• **What the task asks**
Turn all of the data below into a numbered list, skipping blank lines. Leave the pictures out of your answer.

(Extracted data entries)
○ ○ ○ ○
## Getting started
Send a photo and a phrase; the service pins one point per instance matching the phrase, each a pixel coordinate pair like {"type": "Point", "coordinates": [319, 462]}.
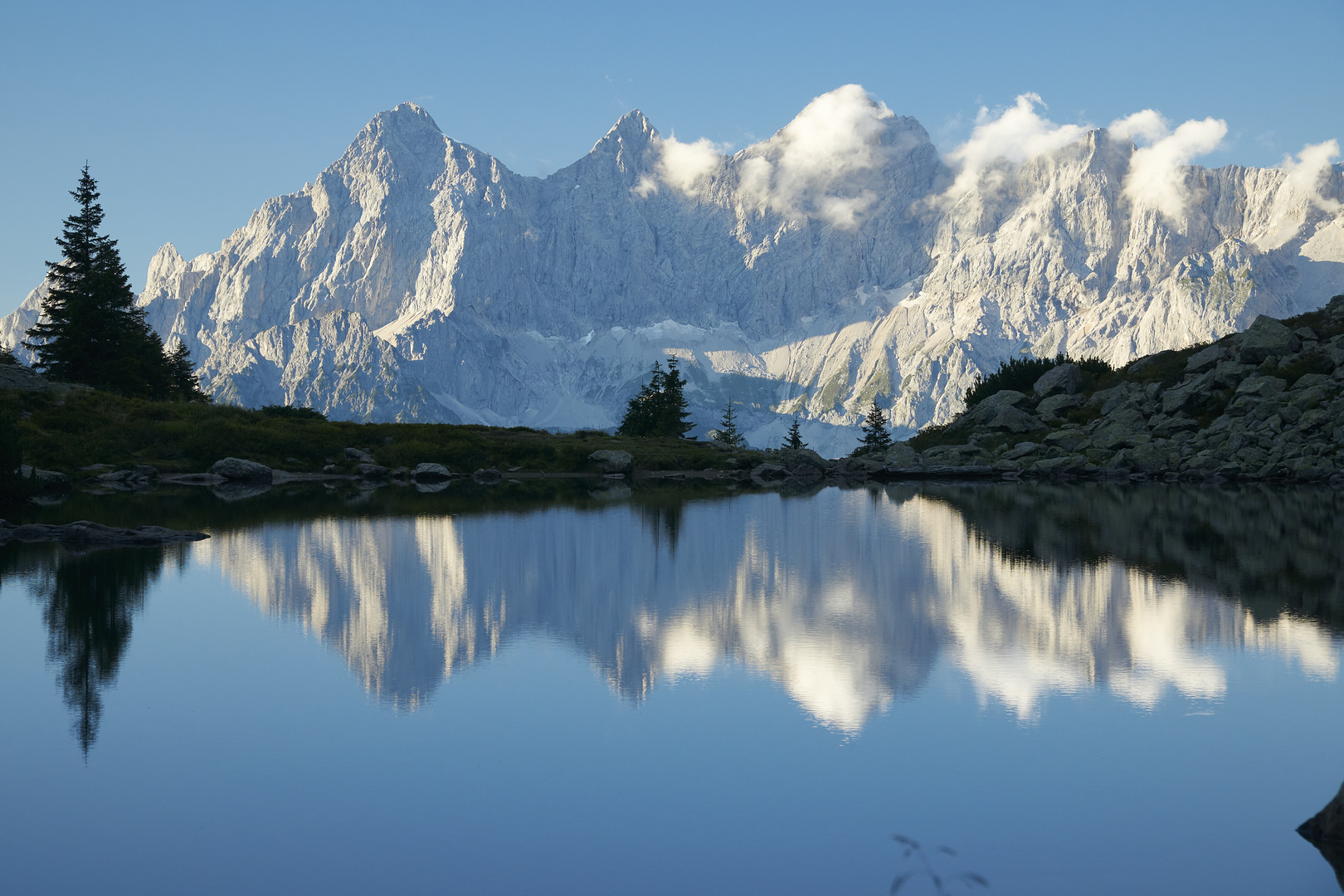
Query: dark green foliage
{"type": "Point", "coordinates": [728, 433]}
{"type": "Point", "coordinates": [11, 457]}
{"type": "Point", "coordinates": [657, 409]}
{"type": "Point", "coordinates": [183, 383]}
{"type": "Point", "coordinates": [875, 436]}
{"type": "Point", "coordinates": [1020, 375]}
{"type": "Point", "coordinates": [187, 437]}
{"type": "Point", "coordinates": [90, 329]}
{"type": "Point", "coordinates": [290, 412]}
○ ○ ○ ○
• **Answer to this exercise**
1. ## Getting started
2. Send a photo and a phrase; the service pins one point per instance matching the phrase, each a pixel coordinate pair like {"type": "Point", "coordinates": [319, 462]}.
3. Query: dark green foliage
4. {"type": "Point", "coordinates": [728, 433]}
5. {"type": "Point", "coordinates": [11, 457]}
6. {"type": "Point", "coordinates": [657, 409]}
7. {"type": "Point", "coordinates": [183, 383]}
8. {"type": "Point", "coordinates": [875, 436]}
9. {"type": "Point", "coordinates": [1020, 375]}
10. {"type": "Point", "coordinates": [187, 437]}
11. {"type": "Point", "coordinates": [90, 329]}
12. {"type": "Point", "coordinates": [290, 412]}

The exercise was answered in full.